The entries below should be output exactly as written.
====== GIVEN DATA ======
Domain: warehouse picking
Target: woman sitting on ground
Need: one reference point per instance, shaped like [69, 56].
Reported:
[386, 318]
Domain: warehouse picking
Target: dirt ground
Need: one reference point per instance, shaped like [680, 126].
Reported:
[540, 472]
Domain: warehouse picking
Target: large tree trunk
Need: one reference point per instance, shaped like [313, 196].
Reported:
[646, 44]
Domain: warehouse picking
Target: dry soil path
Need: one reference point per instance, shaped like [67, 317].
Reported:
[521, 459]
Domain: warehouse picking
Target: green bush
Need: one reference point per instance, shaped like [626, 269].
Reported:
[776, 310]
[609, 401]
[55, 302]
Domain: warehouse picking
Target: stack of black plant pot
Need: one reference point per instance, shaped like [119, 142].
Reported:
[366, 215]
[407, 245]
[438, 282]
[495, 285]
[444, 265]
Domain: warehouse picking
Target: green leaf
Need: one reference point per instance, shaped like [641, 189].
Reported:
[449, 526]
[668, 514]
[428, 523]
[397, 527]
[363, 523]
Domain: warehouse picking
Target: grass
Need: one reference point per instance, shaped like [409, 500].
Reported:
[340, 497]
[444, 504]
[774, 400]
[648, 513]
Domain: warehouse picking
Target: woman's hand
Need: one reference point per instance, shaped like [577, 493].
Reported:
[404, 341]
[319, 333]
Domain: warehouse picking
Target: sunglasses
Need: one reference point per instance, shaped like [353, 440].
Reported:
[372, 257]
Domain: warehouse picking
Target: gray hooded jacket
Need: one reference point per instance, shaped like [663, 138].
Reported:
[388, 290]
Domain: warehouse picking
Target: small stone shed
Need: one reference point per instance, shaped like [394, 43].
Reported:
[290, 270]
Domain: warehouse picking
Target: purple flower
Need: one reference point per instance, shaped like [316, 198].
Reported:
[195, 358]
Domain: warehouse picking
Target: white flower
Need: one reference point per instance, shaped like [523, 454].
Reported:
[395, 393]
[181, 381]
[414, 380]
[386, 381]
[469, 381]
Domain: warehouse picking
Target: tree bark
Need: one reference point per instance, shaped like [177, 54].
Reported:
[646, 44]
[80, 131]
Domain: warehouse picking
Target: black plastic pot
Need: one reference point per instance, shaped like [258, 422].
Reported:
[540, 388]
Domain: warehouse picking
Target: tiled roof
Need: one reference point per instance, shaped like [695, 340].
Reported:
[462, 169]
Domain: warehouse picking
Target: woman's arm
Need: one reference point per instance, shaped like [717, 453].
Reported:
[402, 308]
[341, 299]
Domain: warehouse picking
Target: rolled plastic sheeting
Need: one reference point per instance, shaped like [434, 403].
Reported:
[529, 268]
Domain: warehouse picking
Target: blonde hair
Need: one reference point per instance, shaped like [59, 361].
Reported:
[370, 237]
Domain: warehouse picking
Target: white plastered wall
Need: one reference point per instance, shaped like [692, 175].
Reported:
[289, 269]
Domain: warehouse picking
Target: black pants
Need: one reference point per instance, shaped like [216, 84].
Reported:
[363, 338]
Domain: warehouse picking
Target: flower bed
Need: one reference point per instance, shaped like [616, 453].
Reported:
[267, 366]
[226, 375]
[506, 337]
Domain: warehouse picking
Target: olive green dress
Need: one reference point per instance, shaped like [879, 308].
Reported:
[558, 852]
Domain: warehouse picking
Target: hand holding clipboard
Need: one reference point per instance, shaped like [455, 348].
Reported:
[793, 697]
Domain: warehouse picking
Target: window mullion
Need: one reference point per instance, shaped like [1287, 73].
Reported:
======
FINISHED ANSWER =>
Domain: warehouse picking
Target: woman sitting on ground
Need: one reference point per instance, shaped like [69, 56].
Reported:
[386, 318]
Domain: warehouse picking
Target: dirt ground
Need: one reference point per instance, shaped like [680, 126].
Reported:
[540, 472]
Domain: warehouse picking
Target: large tree trunk
Need: one reference point per instance, shaped like [313, 196].
Reported:
[646, 44]
Domain: warehouse picking
Target: dry soil path
Need: one reference point per instance, shaped like [67, 317].
Reported:
[521, 459]
Domain: warehouse picking
Target: green bush
Need: one reference point per instance, shaped like [626, 269].
Reported:
[776, 310]
[609, 401]
[55, 302]
Domain: warehouse picking
Target: stack of black plant pot
Need: one reference point per instance, shaped like [119, 142].
Reported:
[366, 215]
[407, 245]
[438, 282]
[495, 285]
[444, 265]
Domain: warehouse picking
Target: green leaf
Need: one reference point per instance, shaped like [641, 189].
Reported:
[449, 526]
[668, 514]
[428, 523]
[397, 527]
[363, 523]
Domain: warehouse picking
Target: grass
Need: one reference point per instance, shaped like [409, 500].
Reported:
[340, 497]
[444, 504]
[774, 400]
[648, 513]
Domain: warehouse picking
Target: woman's hand
Need: one reference point per instance, shaped like [577, 493].
Reported:
[404, 341]
[319, 333]
Domain: warehouse picking
Target: sunglasses
Need: one reference point per instance, shaped like [353, 440].
Reported:
[372, 257]
Domain: warehouse picking
Target: gray hooded jacket
Need: one reference point per instance, shaped like [663, 138].
Reported:
[388, 290]
Domain: warehouse picking
Target: small stone shed
Need: one reference point per instance, shaped like [394, 43].
Reported:
[290, 270]
Domain: warehouse picking
Target: purple flower
Need: one reference point per instance, shaped like [316, 198].
Reported:
[195, 358]
Domain: warehouse picking
Target: white flower
Need: one reference point per instance, shaped like [523, 454].
Reported:
[395, 393]
[181, 381]
[414, 380]
[386, 381]
[469, 381]
Domain: warehouse picking
Target: tree bark
Need: one reference point per instance, shaped like [177, 54].
Reported:
[646, 44]
[80, 131]
Domain: warehouse picking
Target: black plastic pot
Need: one reference point per instance, shaped like [258, 422].
Reported:
[540, 388]
Domain: warehouse picking
Target: tiled roof
Need: one reference point per instance, shaped like [695, 340].
Reported:
[462, 169]
Domain: warehouse picking
Target: woman's arm
Need: one reference point per instance, shaped like [717, 453].
Reported:
[402, 308]
[341, 299]
Domain: warehouse picking
Target: rolled plastic sheeting
Need: one reference point per instance, shaped like [434, 403].
Reported:
[529, 268]
Domain: warehouse picking
Target: blonde hair
Need: one reference point per instance, shaped like [59, 361].
Reported:
[370, 237]
Domain: warehouse picking
Target: white plastered wall
Need: one reference point per instance, shaped like [692, 175].
Reported:
[289, 269]
Domain: warehouse picking
Target: black pants
Need: one reference point per instance, shaped like [216, 84].
Reported:
[363, 338]
Domain: warehouse picking
Target: flower bed
Need: one reference point per instance, shaped like [616, 453].
Reported:
[267, 366]
[226, 375]
[506, 337]
Domain: warehouse picking
Target: olive green dress
Need: one reference point per instance, shaped like [879, 308].
Reported:
[558, 852]
Domain: warehouse picking
Target: hand holding clipboard
Need: one reference point per instance, shaped like [455, 348].
Reported:
[793, 697]
Domain: warehouse picking
Target: window mullion
Need: one reference point per instance, shaped like [1287, 73].
Reported:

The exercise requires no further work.